─── Verilen Metin ───

Işıltını Kaybetme: Aşkın Peşinde

“Aşk nedir?” sorusu her insan için apayrı bir anlam taşırken anlamı bilinmemektedir. Rasyonel olarak Bir kimseye ya da bir şeye karşı duyulan aşırı sevgi ve bağlılık duygusu olarak geçer. Ama öyle mi?

 

Kimimiz için aşk bir kelime, kimimiz içinse bir kelimeden daha fazlası…Bazılarımız içinse aşk Unutma Beni çiçeğidir.

 

Bir orta çağ efsanesinde der ki;

Bu çiçeğe adını ve ruhunu kazandıran bir aşk hikayesini anlatır. Rivayete göre, bir Fransız şövalyesi, sevdiği kadınla nehir kenarında yürürken, ona küçük, mavi bir çiçek vermek ister. Eğilirken dengesini kaybeder ve nehrin akıntısına kapılır. Sevdiği kadına ulaşan son sözleri “Unutma beni!” olur ve elindeki çiçeği ona uzatır. Bu trajik ama romantik hikaye, unutma beni çiçeğini aşkın ve bağlılığın en güçlü sembollerinden biri haline getirir.

 

Bu çiçekte, her düşünmede farklı hikayeler canlanır. Çünkü bazılarımızın pembe çiçekli kiraz ağacı açamadan solmaya başlamıştır.

 

Bizler de aşkı kendi içimizde yaşarken, bir sembole tutunmak zorunda kalırız çünkü iyileşme sürecinde olan bizler her olayı bir sebebe bağlamaya çalışırız.

 

Peki gerçekten de aşk bu mudur? Bir sembolle yaşamak, içimizde aşkı geçirmeye çalışmak..

 

Buna katılamıyorum maalesef çünkü aşk en saf ve hassas konudur, en güzel duygumuzdur. İnsanın ruhunu pembe çiçeklerle kaplayıp hayatını güzelleştirmeye başlayan ve ikili ilişkilerimizde bizlere en çok yol gösteren ışıltımızdır.

 

Aşk herkesin başına armut gibi düşmeyebilir, o yüzden ondan vazgeçmek doğru değildir. Evet, belki hedef yanlış olabilir ama bir gün mutlaka o hedef değişecektir. Aşka sırt çevirmek demek hayattaki en nadide duygudan vazgeçmek demek anlamına gelir. Hayatınızın enerjisini hatta bazen de hayatınızın anlamını kaybettiğinizi düşündürtebilir ama aşk engelleri çok sever ve ondan bir çırpıda vazgeçenleri affetmez çabalayana ikinci, üçüncü ya da elli üçüncü şansı verir. O yüzden denemekten asla korkmayın. Ve unutmayın ki siz de en az aşk kadar nadide bir esersiniz.

─── Veri Satırları ───

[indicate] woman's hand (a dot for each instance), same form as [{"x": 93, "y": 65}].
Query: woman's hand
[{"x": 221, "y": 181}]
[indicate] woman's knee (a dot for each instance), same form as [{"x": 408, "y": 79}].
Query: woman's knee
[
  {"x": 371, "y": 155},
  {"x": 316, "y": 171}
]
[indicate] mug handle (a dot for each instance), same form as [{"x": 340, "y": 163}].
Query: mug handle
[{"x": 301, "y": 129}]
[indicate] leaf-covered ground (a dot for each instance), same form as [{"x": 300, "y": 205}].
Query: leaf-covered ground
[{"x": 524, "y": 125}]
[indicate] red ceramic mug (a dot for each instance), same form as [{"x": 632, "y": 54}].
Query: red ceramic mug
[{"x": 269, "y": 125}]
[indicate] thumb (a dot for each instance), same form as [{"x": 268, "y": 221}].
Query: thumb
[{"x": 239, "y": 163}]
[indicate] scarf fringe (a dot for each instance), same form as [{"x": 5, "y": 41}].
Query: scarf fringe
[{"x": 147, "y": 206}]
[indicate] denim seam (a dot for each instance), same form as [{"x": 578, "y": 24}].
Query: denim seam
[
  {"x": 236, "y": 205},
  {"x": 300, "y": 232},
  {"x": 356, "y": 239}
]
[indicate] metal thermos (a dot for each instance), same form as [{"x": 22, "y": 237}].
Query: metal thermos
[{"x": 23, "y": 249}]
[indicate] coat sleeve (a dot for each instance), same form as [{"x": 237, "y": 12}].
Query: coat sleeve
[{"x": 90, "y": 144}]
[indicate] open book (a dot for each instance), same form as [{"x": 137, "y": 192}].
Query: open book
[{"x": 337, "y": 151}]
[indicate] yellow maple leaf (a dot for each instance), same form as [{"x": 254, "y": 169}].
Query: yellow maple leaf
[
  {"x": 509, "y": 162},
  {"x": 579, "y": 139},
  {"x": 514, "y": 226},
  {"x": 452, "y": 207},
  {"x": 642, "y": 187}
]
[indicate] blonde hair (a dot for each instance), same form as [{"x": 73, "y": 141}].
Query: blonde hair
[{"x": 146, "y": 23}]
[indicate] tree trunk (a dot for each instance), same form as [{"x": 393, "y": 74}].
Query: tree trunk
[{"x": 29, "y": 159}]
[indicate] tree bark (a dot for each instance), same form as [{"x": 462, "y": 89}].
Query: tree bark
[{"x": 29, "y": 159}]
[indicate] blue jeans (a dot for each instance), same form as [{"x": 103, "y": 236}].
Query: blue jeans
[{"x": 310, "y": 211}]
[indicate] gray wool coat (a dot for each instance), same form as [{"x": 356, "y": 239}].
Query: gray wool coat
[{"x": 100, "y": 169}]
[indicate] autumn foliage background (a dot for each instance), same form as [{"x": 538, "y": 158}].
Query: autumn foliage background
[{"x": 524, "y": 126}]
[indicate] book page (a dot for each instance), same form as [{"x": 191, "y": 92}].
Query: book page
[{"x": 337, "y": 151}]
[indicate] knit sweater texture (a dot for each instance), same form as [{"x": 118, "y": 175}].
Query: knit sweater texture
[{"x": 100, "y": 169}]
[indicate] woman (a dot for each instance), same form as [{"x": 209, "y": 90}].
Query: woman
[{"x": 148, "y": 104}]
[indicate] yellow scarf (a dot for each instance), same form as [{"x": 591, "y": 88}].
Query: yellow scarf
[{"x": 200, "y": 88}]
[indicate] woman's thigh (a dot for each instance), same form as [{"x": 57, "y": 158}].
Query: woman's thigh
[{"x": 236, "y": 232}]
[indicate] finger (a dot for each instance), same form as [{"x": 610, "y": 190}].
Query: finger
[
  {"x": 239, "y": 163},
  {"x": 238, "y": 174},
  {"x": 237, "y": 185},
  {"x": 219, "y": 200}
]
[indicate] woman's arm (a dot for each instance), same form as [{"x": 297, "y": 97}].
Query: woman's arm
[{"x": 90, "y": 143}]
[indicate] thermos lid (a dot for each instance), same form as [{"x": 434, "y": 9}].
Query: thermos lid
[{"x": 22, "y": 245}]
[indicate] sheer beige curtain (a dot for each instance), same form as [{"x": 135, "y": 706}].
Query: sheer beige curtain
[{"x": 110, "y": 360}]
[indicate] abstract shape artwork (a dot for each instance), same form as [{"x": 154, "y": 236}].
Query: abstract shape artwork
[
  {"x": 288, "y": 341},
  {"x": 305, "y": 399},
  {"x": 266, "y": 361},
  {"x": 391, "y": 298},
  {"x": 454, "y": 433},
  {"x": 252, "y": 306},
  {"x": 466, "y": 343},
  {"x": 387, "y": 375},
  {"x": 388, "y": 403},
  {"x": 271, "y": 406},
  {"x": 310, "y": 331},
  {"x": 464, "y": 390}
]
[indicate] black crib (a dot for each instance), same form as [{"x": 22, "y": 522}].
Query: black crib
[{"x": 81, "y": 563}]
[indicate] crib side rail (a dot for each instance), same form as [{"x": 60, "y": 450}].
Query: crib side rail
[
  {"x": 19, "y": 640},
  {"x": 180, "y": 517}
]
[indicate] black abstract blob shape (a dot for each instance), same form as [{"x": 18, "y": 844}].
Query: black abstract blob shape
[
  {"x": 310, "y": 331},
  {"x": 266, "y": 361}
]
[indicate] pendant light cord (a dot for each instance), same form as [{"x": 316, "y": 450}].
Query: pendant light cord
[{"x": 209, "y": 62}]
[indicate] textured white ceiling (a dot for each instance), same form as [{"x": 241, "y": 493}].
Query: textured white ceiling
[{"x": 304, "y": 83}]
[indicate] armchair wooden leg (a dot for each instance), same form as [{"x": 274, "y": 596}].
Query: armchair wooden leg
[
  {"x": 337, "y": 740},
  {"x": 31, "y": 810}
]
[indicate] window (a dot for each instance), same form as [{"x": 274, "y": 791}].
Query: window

───

▸ **Çalışma Yönergeleri**:
1. Verilen metindeki orta çağ efsanesine göre Fransız şövalyesi nehre nasıl düşer?
2. Verilen metinde "Bu çiçeğe adını" sözcüklerini içeren ifadeyle açılıp "biri haline getirir." ile kapanan bölümü hiçbir değişiklik yapmadan aktarınız.

▸ **Eksiksiz Yanıtlar**:
1. Sevdiği kadına küçük, mavi bir çiçek vermek için eğilirken dengesini kaybeder ve nehrin akıntısına kapılır.

2.
Bu çiçeğe adını ve ruhunu kazandıran bir aşk hikayesini anlatır. Rivayete göre, bir Fransız şövalyesi, sevdiği kadınla nehir kenarında yürürken, ona küçük, mavi bir çiçek vermek ister. Eğilirken dengesini kaybeder ve nehrin akıntısına kapılır. Sevdiği kadına ulaşan son sözleri “Unutma beni!” olur ve elindeki çiçeği ona uzatır. Bu trajik ama romantik hikaye, unutma beni çiçeğini aşkın ve bağlılığın en güçlü sembollerinden biri haline getirir.